Text passage

○ ○ ○

Kai Ryssdal: So, look, what — and this is a big question, and you got like a minute to answer it — what is the Trump administration’s big issue that they’re trying to solve with this trip?
Scott Tong: The big issue is one that many administrations have tried to deal with and that is China has this policy — it’s long tried — to build national champion companies to be global winners. When I first went to China 13 years ago, it was happening then. Imagine our government owned the most important businesses in all these sectors: JPMorgan in banking, Exxon Mobil, Verizon, NBC, and the government said no to outside competition, or if you come in, you have to partner with us and hand over your technology. That’s kind of how it works. Now first of all, a lot of countries historically have done this kind of thing. In China, it’s now at another level. So under President Xi Jinping, this is woven into the party ideology of a proud China being resurgent in the world. It’s putting hundreds of billions of dollars in this, and now the Chinese companies want to win the next-generation technology arms race — 5G, autonomous cars, AI, all of these things. So for the Trump administration, this is unfair, threatens the U.S. and its allies and is threatening to fire back with the whole litany of tariffs against China.
Ryssdal: Right. And so that delegation — you know, I read the list of members, Mnuchin and [White House trade adviser Peter] Navarro and all those folks — are going over there, they say they want to negotiate. But the Chinese said today, “We’re not negotiating.” So now what?
Tong: This is not a surprise. I mean, this industrial policy, it may be a fundamentally intractable issue for the U.S. and China to deal with. This goes to the heart of how China runs its economy and how it’s run it for a long time. And to Americans who have been in China recently, what they think is, you know, the Chinese, when they say this is off limits, they might be misreading the United States. That is, the Chinese might think, you know, that that Trump administration, they want to make deals, they may just take a couple cosmetic concessions, you know, an inch in the auto sector or an inch in the banking sector or something, get a press release, everybody declares victory. But what the Chinese may not understand is how broad this frustration is in the United States.

○ ○ ○

Dataset content
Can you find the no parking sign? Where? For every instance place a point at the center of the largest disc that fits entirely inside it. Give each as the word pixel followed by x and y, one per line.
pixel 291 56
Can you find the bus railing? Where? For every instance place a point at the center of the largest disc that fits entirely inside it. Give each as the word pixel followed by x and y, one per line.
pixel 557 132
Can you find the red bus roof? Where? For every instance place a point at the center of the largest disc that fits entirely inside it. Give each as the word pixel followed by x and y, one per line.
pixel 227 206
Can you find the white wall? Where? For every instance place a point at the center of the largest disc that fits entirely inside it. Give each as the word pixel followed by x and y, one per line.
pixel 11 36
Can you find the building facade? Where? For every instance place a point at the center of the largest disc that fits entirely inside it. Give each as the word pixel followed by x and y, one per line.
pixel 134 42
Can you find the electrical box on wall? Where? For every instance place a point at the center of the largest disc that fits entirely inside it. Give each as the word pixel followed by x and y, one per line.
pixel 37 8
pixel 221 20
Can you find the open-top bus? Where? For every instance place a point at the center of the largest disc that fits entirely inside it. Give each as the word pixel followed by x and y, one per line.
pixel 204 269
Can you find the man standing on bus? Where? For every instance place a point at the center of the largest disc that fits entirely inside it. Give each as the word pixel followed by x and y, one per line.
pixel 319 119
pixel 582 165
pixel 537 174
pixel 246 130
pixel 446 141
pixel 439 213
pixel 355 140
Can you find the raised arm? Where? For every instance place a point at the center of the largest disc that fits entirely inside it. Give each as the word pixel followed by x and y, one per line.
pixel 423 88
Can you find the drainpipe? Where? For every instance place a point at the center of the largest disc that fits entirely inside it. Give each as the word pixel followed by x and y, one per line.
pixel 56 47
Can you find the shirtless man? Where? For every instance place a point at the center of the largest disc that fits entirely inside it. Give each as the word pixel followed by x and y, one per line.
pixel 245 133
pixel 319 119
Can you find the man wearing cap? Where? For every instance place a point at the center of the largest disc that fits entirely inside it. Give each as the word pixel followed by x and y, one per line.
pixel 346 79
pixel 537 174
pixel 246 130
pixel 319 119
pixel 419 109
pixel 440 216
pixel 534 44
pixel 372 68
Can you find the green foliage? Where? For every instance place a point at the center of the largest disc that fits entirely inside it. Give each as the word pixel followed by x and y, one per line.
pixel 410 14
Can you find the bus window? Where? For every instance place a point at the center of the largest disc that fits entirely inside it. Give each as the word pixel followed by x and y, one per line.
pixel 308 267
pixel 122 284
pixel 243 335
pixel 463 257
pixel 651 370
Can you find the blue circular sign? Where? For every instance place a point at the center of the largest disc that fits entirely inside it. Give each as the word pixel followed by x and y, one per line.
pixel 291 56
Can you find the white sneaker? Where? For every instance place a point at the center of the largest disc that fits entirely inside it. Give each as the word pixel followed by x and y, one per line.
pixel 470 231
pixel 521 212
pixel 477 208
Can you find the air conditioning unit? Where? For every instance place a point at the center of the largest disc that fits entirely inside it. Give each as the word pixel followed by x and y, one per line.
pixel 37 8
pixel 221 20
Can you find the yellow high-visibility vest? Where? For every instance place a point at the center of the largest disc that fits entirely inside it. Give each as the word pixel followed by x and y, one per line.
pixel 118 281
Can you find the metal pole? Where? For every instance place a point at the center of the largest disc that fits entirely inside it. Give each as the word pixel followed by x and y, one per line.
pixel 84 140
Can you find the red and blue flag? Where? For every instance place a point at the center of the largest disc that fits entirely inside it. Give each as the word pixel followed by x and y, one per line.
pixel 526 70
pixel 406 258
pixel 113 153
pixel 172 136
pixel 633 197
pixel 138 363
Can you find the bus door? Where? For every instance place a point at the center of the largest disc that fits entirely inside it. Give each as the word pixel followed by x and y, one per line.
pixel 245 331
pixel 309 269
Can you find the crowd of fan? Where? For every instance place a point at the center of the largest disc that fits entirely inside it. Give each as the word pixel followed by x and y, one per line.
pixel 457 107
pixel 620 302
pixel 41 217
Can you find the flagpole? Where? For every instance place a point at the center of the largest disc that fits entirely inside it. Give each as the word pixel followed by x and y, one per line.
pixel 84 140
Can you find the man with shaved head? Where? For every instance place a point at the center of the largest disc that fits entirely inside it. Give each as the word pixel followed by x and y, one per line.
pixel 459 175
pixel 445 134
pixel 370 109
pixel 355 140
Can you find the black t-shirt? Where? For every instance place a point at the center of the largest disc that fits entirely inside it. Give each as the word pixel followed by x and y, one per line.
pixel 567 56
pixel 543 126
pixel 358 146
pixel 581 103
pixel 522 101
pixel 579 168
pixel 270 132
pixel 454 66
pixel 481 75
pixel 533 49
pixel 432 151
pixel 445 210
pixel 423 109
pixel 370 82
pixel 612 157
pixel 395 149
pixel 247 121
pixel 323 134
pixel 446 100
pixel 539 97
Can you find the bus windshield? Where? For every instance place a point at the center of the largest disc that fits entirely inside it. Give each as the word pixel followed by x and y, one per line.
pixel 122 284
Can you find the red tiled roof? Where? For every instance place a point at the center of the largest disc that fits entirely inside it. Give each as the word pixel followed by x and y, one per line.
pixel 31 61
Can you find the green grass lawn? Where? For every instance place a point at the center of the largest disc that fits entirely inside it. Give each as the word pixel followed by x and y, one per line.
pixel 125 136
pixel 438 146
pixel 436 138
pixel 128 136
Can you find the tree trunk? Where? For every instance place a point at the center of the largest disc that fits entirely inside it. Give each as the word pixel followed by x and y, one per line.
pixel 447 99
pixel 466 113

○ ○ ○

Task to carry out
Copy the interview transcript from "Ryssdal: Right. And" to "So now what?", and switch "delegation" to "group". The listing plays no part in what comes next.

Final answer
Ryssdal: Right. And so that group — you know, I read the list of members, Mnuchin and [White House trade adviser Peter] Navarro and all those folks — are going over there, they say they want to negotiate. But the Chinese said today, “We’re not negotiating.” So now what?